# Nannies



## Guest (Nov 19, 2012)

Hello all,

We've recently arrived in Cairo and are looking for a part-time nanny to look after our six-month-old daughter three times a week, for seven hours a day. We're struggling a little. We looked at the board at the CSA, but the adverts for nannies were either out of date or no-one answered the telephone when we rang. So was just wondering if anyone here knew of someone they would recommend? I'm afraid we are only in Cairo for another four-and-a-half months, though we may extend by a couple of months, so it would not be a long-term offer.

From what we understand from the nannies we have spoken to, the going rate for a nanny for 21 hours a week works out at about USD 450-500 per month (EGP 2,700-3,000) . Does that sound about right? It seemed a little steep as other people we have spoken to seem to pay USD 600 per month for 40 hours a week -- but perhaps we are being curmudgeonly in trying to skimp on cost. Final question: Anyone have any idea on baby-sitting rates?

We are living in Zamalek, by the way.

Many thanks.


----------



## MaidenScotland (Jun 6, 2009)

Hi

No that amount does not sound right but I guess it might depend on when the hours are as they hours you want may prevent someone finding another part time job.

Sorry no idea about babysitting rates. 

Maiden


----------



## expatagogo (May 31, 2010)

Hint: Whenever the price is quoted in US DOLLARS, you are being ripped off.


----------



## hurghadapat (Mar 26, 2010)

IamnotLordCromer said:


> Hello all,
> 
> We've recently arrived in Cairo and are looking for a part-time nanny to look after our six-month-old daughter three times a week, for seven hours a day. We're struggling a little. We looked at the board at the CSA, but the adverts for nannies were either out of date or no-one answered the telephone when we rang. So was just wondering if anyone here knew of someone they would recommend? I'm afraid we are only in Cairo for another four-and-a-half months, though we may extend by a couple of months, so it would not be a long-term offer.
> 
> ...

Dataset excerpt:

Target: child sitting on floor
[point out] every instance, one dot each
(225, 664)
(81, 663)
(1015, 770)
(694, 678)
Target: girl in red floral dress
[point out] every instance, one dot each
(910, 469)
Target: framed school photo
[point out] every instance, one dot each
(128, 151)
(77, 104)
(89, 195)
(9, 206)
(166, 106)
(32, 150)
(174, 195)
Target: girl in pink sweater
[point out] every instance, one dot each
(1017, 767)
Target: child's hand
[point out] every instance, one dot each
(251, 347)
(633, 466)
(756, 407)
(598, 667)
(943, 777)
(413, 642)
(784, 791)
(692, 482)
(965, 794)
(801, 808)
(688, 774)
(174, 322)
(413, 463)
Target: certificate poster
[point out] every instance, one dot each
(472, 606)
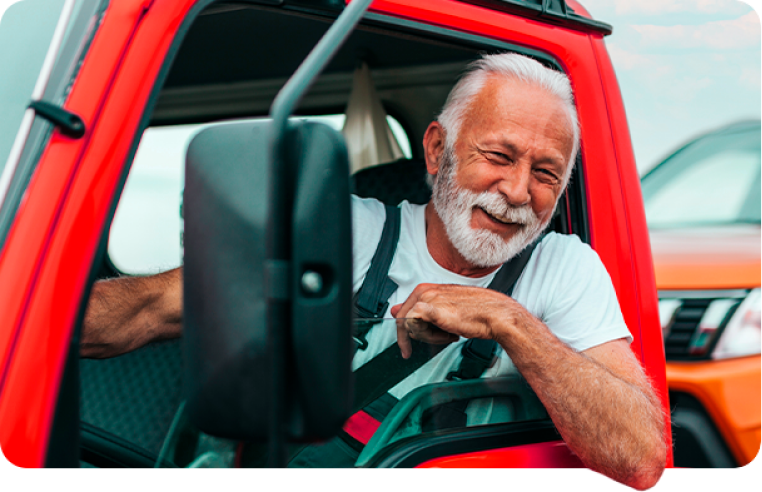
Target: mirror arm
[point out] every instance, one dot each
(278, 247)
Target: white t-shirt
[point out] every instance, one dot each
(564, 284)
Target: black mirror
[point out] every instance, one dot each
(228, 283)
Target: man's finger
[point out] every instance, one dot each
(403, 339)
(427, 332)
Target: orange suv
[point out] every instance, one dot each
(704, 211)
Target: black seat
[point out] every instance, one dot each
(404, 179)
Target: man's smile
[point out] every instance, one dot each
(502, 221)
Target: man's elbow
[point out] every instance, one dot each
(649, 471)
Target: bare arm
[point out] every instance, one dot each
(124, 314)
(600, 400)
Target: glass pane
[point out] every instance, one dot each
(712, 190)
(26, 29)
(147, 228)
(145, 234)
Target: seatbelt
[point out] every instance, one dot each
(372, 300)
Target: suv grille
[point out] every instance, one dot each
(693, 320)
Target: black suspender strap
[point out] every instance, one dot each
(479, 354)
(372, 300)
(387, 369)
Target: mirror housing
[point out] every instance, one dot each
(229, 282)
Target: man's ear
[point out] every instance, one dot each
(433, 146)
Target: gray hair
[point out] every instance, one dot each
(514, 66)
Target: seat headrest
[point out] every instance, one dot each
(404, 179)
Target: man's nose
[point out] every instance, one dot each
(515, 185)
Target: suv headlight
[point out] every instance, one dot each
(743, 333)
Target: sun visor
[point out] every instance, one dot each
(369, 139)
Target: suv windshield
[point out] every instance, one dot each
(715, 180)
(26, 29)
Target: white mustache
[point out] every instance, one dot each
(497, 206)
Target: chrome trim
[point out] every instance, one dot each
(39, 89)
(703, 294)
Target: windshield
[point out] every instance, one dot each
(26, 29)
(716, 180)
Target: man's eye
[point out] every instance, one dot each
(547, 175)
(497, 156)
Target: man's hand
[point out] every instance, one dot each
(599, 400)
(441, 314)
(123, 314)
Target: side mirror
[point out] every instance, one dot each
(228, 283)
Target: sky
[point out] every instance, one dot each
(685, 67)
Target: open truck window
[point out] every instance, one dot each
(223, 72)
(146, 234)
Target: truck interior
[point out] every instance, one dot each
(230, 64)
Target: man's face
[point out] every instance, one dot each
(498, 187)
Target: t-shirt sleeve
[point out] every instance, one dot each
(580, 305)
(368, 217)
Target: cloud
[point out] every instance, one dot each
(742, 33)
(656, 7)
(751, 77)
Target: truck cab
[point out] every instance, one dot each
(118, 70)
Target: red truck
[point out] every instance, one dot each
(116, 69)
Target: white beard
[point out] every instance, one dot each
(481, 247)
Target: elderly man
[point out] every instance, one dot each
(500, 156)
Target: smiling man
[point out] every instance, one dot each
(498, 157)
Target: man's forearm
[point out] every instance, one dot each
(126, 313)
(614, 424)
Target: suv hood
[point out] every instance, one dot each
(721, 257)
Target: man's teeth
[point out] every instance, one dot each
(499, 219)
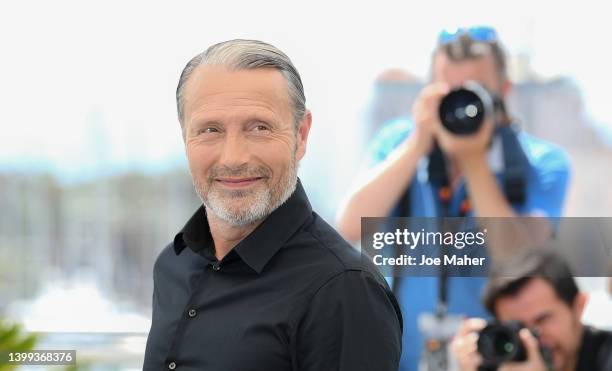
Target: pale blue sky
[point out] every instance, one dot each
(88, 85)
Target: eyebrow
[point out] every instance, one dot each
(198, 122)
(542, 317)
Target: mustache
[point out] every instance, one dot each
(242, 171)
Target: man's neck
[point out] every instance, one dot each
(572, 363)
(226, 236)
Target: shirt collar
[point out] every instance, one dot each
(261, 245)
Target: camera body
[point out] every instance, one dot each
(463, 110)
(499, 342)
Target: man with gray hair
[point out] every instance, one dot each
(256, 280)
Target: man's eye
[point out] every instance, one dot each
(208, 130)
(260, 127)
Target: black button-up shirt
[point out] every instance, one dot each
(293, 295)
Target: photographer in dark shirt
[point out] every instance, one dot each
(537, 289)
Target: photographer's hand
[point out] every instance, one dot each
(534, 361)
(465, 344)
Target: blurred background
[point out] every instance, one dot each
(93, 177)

...

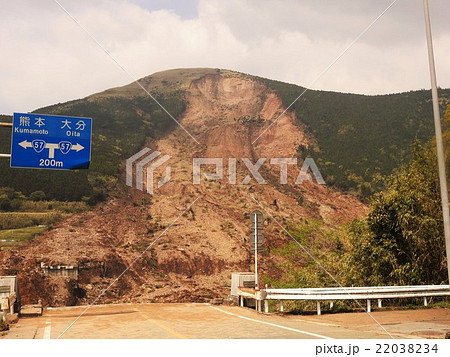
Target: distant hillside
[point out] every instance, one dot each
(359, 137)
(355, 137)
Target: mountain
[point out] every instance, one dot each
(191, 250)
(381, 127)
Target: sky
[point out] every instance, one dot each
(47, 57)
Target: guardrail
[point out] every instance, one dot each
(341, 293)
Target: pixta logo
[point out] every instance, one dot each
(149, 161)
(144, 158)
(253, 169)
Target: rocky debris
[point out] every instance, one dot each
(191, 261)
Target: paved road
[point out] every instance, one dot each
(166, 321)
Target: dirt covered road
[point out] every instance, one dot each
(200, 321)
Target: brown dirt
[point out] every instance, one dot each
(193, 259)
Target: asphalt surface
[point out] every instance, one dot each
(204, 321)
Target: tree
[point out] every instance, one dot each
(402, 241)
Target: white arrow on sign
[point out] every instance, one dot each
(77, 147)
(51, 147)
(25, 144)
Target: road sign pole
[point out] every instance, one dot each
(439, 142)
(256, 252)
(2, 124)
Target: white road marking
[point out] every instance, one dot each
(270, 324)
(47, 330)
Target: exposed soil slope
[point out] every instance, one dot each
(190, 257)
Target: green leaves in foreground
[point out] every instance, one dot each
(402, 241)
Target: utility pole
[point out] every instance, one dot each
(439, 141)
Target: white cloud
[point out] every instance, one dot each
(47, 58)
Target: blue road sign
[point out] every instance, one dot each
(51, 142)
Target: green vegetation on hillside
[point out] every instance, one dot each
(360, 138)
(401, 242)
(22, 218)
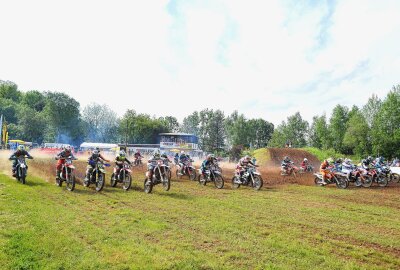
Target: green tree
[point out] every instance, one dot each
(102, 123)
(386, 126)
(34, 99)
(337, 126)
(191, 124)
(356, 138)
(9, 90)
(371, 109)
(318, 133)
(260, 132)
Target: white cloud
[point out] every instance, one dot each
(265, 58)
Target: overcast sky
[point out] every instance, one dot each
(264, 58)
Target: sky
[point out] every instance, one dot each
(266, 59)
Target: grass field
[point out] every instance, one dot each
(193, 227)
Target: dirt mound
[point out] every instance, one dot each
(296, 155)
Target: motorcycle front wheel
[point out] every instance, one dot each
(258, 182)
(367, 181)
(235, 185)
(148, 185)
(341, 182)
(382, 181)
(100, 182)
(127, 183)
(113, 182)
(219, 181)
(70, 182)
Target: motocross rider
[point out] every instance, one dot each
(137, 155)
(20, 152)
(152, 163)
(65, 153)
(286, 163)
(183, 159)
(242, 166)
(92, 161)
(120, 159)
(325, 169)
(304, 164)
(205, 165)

* * *

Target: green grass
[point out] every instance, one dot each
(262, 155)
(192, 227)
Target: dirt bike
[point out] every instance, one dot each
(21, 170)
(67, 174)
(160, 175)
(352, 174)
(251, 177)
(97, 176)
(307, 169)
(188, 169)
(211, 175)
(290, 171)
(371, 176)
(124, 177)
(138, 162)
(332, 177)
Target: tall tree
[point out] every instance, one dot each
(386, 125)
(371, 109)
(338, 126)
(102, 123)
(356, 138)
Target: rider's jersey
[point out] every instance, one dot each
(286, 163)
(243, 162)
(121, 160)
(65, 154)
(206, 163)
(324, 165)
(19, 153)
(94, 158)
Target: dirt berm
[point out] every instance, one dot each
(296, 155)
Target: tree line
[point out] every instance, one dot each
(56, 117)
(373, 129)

PROBLEM - Continue the forum thread about hiring a part-time nanny in Cairo from the point where it ends. These items come from a source separate from the text.

FINAL RESULT -
Baby sitting used to be in the region of 20-25Le an hour....but that was for a european baby sitter not egyptian also was in Hurghada not Cairo


----------



## MaidenScotland (Jun 6, 2009)

expatagogo said:


> Hint: Whenever the price is quoted in US DOLLARS, you are being ripped off.




Filipinas always quote in US dollars... in fact when they are brought out here there salary contract is US dollars.


----------



## MaidenScotland (Jun 6, 2009)

hurghadapat said:


> Baby sitting used to be in the region of 20-25Le an hour....but that was for a european baby sitter not egyptian also was in Hurghada not Cairo




and how many years ago was that?


----------



## expatagogo (May 31, 2010)

MaidenScotland said:


> Filipinas always quote in US dollars... in fact when they are brought out here there salary contract is US dollars.


Didn't know that.

Nonetheless, if a Filipina is here on a contract, chances are she wouldn't be looking elsewhere.

Could be wrong, though.


----------



## MaidenScotland (Jun 6, 2009)

expatagogo said:


> Didn't know that.
> 
> Nonetheless, if a Filipina is here on a contract, chances are she wouldn't be looking elsewhere.
> 
> Could be wrong, though.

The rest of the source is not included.